TASK DESCRIPTION:
In the review of "Anything Goes," update the passage that begins with "The oft revived" and ends with "13 Moonface Martin.". Write that passage out again, swapping "nightclub singer" for "cabaret singer".

EXCERPT TO READ:
★ ★ ★ ★ ★ ★ ★

Take an uproarious cruise at Marriott's 'Anything Goes'
You won’t be disappointed if you think anything can happen when Marriott Theatre does “Anything Goes.” Passengers and crew of the S.S. American will have you laughing until you cry and applauding their fabulous dance sequences until your hands hurt. Indeed, Marriott’s “Anything Goes,” is “Easy to Love.”
The oft revived Cole Porter musical gem becomes even funnier under the deft direction of Marc Robin. Based on the 1987 Lincoln Center Theater Broadway revival, Robin allows characters the freedom to exaggerate drunken missteps, speech and wild gestures and other nutty antics. Because in Porter’s silly show about criminals who are celebrities, ministers cut from a different cloth and misguided love seekers, anything goes, and does.
Porter’s wonderful “Blow, Gabriel, Blow and “I Get a Kick Out of You” mean “It’s De-lovely” when powerfully delivered by Stephanie Binetti as Reno Sweeney, a nightclub singer turned evangelist.
“Be like the Bluebird” is utterly delish when chirped by Ross Lehman as Public Enemy 13 Moonface Martin.
The entire cast is first rate but Binetti and Lehman’s performances are good enough reason to see this production. So are Porter’s clever lines, many of which are fed by Lehman to sidekick Alexandra Palkovic (Ema), supposedly the moll of Snake Eyes, Public Enemy No. 1.
The first act is long but so full of fine singing and nuttiness that time stands still. It ends with such an extraordinary “Anything Goes” dance and song number that it probably should have been used for the show’s finale.
With Robin at the S. S. America helm you can expect high energy, exceptionally choreographed, dance numbers highlighting the show including Palkovic’s terrific “Buddie Beware” which comes near the end of Act II.
But it also has its softer moments. Jameson Cooper, fledgling stockbroker (Billy Crocker) proclaims his love for passenger Hope Harcourt, portrayed by Summer Naomi Smart with Porter’s “Easy to Love” in Act I. They do a charming “All Through the Night” in Act II.

★ ★ ★ ★ ★ ★ ★

RECORD EXCERPTS:

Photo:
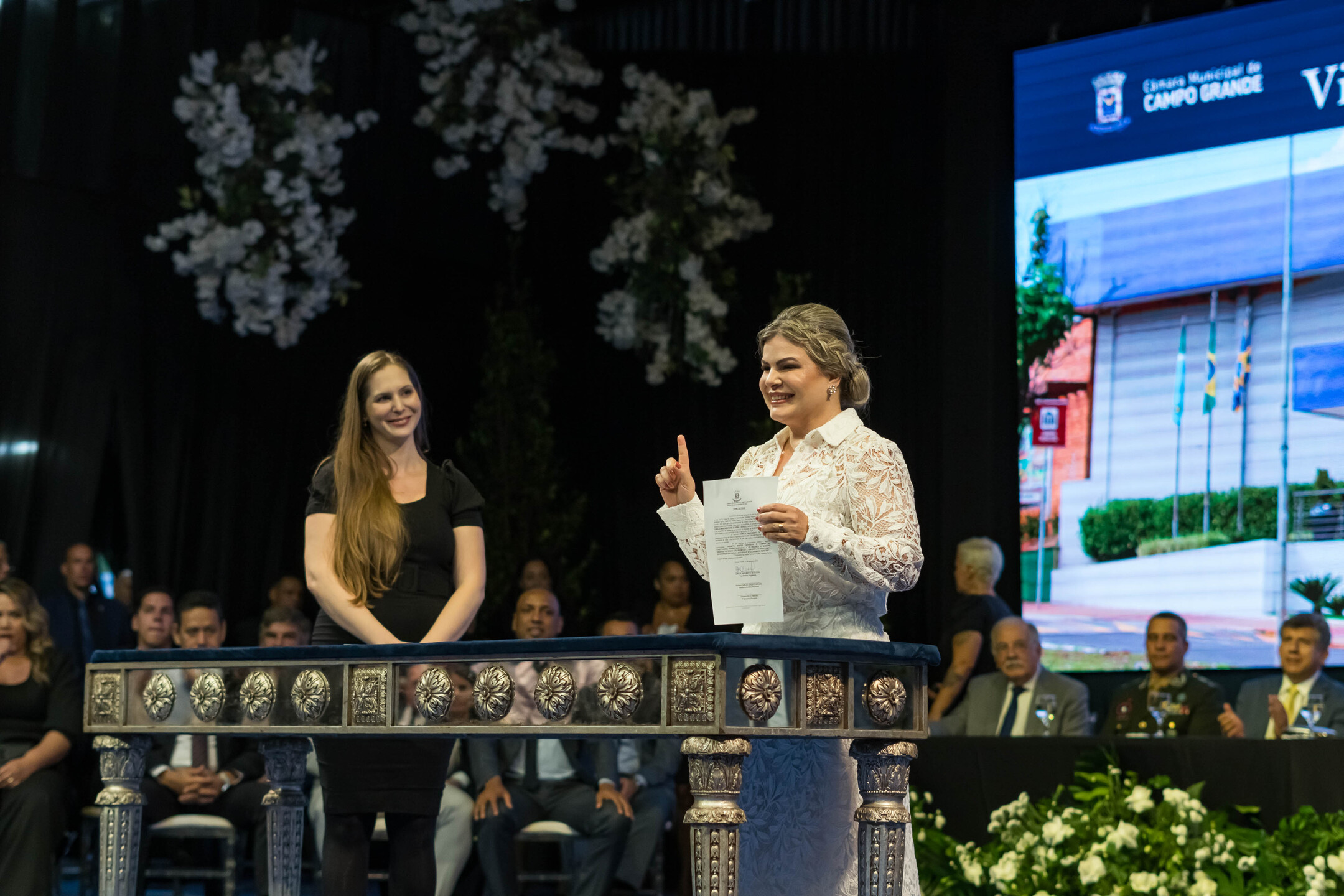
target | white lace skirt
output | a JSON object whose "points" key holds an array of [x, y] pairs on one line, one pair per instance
{"points": [[800, 836]]}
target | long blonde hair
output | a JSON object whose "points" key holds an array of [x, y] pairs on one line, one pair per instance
{"points": [[35, 623], [823, 335], [370, 538]]}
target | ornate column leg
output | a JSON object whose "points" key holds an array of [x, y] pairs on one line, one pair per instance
{"points": [[287, 761], [884, 817], [716, 766], [121, 762]]}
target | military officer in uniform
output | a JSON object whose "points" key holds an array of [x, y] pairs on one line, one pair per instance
{"points": [[1194, 702]]}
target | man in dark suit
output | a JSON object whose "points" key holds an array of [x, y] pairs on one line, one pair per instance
{"points": [[78, 618], [1004, 703], [1271, 704], [525, 781], [206, 774]]}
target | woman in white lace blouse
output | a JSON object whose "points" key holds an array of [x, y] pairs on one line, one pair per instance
{"points": [[846, 523]]}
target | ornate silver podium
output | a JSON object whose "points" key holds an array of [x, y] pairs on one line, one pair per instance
{"points": [[716, 692]]}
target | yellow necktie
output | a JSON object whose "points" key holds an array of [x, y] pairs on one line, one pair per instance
{"points": [[1294, 706]]}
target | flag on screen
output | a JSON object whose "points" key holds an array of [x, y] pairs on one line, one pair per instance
{"points": [[1210, 368], [1179, 404], [1244, 365]]}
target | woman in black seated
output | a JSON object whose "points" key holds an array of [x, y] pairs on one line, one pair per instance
{"points": [[394, 553], [39, 716]]}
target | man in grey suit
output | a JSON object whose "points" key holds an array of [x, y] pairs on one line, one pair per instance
{"points": [[1266, 706], [526, 781], [1004, 703]]}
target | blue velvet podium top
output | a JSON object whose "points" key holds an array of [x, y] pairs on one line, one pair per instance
{"points": [[689, 684]]}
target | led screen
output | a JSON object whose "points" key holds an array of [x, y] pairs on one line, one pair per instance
{"points": [[1172, 176]]}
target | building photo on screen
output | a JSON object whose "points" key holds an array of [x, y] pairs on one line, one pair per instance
{"points": [[1179, 198]]}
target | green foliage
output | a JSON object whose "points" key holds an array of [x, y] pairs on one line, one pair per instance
{"points": [[1320, 592], [1116, 530], [510, 454], [1045, 314], [1183, 543], [1111, 834]]}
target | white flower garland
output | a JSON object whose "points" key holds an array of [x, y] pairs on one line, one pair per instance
{"points": [[498, 81], [269, 164], [673, 307]]}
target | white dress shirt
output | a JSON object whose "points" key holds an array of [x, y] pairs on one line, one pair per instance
{"points": [[1025, 706], [1286, 696], [551, 761], [180, 757]]}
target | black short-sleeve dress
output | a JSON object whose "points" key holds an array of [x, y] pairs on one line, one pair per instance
{"points": [[404, 775]]}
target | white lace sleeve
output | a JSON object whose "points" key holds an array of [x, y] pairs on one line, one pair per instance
{"points": [[687, 523], [884, 548]]}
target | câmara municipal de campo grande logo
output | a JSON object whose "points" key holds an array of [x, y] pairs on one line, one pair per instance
{"points": [[1111, 103]]}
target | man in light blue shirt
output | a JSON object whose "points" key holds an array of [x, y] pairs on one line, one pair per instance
{"points": [[544, 778]]}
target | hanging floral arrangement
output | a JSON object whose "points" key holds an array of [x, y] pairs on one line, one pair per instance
{"points": [[679, 207], [261, 234], [498, 81]]}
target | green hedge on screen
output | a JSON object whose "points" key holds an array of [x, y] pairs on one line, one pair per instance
{"points": [[1114, 531]]}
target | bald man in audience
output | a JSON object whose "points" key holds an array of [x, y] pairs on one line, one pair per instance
{"points": [[81, 620]]}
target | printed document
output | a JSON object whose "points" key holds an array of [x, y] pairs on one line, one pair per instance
{"points": [[744, 564]]}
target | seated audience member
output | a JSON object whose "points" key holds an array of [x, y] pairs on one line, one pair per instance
{"points": [[965, 637], [673, 612], [648, 781], [1194, 702], [39, 717], [534, 574], [454, 826], [1266, 706], [528, 780], [284, 627], [154, 618], [1004, 703], [288, 592], [206, 774], [81, 620]]}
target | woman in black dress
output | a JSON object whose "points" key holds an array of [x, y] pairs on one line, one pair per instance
{"points": [[394, 553], [39, 716]]}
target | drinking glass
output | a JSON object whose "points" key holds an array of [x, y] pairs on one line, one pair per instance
{"points": [[1157, 704], [1046, 711]]}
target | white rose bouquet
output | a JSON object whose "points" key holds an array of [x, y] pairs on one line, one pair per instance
{"points": [[678, 208], [1109, 836], [263, 231], [498, 81]]}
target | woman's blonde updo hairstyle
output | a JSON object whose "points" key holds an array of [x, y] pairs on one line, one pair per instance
{"points": [[34, 623], [824, 336]]}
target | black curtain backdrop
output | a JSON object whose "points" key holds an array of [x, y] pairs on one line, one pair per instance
{"points": [[882, 149]]}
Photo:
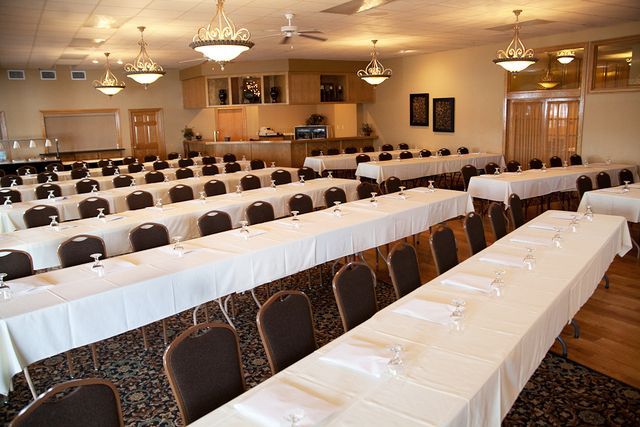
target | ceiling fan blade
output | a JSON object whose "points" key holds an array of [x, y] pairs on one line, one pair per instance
{"points": [[322, 39]]}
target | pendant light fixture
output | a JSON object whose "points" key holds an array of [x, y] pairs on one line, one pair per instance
{"points": [[109, 84], [220, 41], [515, 57], [143, 69], [374, 73]]}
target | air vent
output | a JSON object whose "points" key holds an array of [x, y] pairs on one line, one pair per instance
{"points": [[15, 74], [47, 74], [78, 75]]}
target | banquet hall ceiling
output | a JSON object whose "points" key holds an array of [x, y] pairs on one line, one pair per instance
{"points": [[66, 33]]}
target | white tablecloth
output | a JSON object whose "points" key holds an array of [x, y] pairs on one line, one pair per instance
{"points": [[144, 287], [535, 182], [458, 379], [429, 166]]}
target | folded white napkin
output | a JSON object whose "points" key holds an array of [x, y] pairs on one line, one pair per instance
{"points": [[426, 310], [469, 281], [362, 356], [532, 240], [508, 260], [275, 405]]}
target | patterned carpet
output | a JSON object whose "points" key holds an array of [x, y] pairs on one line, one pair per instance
{"points": [[561, 392]]}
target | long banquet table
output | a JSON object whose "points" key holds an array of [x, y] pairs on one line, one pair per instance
{"points": [[448, 378], [179, 218], [417, 167], [536, 182], [144, 287]]}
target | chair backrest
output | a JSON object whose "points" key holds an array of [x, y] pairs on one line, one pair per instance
{"points": [[281, 176], [555, 162], [256, 164], [474, 230], [214, 222], [214, 188], [584, 184], [153, 176], [307, 172], [76, 403], [7, 180], [184, 172], [47, 177], [491, 168], [139, 199], [26, 170], [259, 212], [135, 167], [384, 156], [88, 207], [250, 182], [535, 163], [391, 185], [204, 369], [78, 250], [468, 171], [85, 185], [575, 159], [404, 269], [354, 289], [625, 175], [13, 195], [301, 203], [180, 193], [148, 235], [42, 190], [229, 157], [210, 169], [362, 158], [160, 165], [516, 211], [285, 324], [122, 181], [498, 220], [603, 180], [15, 263], [232, 167], [38, 215], [512, 165], [334, 194], [183, 163], [365, 189], [443, 248]]}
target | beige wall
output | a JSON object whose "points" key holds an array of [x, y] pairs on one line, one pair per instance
{"points": [[611, 124], [22, 101]]}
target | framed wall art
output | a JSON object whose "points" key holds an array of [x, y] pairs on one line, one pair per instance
{"points": [[444, 114], [419, 109]]}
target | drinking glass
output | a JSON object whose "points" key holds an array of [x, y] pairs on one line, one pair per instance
{"points": [[5, 291], [97, 267], [337, 211]]}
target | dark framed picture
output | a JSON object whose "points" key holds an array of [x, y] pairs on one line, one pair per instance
{"points": [[444, 114], [419, 109]]}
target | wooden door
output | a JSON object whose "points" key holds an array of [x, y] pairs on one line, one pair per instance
{"points": [[231, 123], [147, 133]]}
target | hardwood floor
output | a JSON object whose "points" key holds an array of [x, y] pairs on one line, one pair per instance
{"points": [[610, 321]]}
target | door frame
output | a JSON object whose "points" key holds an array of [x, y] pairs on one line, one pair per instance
{"points": [[162, 148]]}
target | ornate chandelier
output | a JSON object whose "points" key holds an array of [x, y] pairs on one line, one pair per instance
{"points": [[515, 57], [220, 41], [374, 73], [143, 69], [109, 85]]}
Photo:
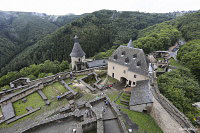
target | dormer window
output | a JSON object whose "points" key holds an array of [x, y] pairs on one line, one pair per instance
{"points": [[123, 53], [134, 56], [138, 63], [115, 57], [127, 60]]}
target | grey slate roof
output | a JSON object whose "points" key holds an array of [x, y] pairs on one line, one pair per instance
{"points": [[77, 50], [135, 56], [141, 94], [130, 44], [97, 63]]}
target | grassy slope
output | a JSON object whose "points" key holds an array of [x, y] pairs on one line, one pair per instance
{"points": [[144, 121]]}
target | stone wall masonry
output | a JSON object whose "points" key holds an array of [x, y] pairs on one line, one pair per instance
{"points": [[18, 95], [172, 110], [53, 78], [40, 83], [87, 85], [21, 116]]}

★ ★ ★ ★ ★ ★ ★

RESPONSE TO THIS EXERCISE:
The oft revived Cole Porter musical gem becomes even funnier under the deft direction of Marc Robin. Based on the 1987 Lincoln Center Theater Broadway revival, Robin allows characters the freedom to exaggerate drunken missteps, speech and wild gestures and other nutty antics. Because in Porter’s silly show about criminals who are celebrities, ministers cut from a different cloth and misguided love seekers, anything goes, and does.
Porter’s wonderful “Blow, Gabriel, Blow and “I Get a Kick Out of You” mean “It’s De-lovely” when powerfully delivered by Stephanie Binetti as Reno Sweeney, a cabaret singer turned evangelist.
“Be like the Bluebird” is utterly delish when chirped by Ross Lehman as Public Enemy 13 Moonface Martin.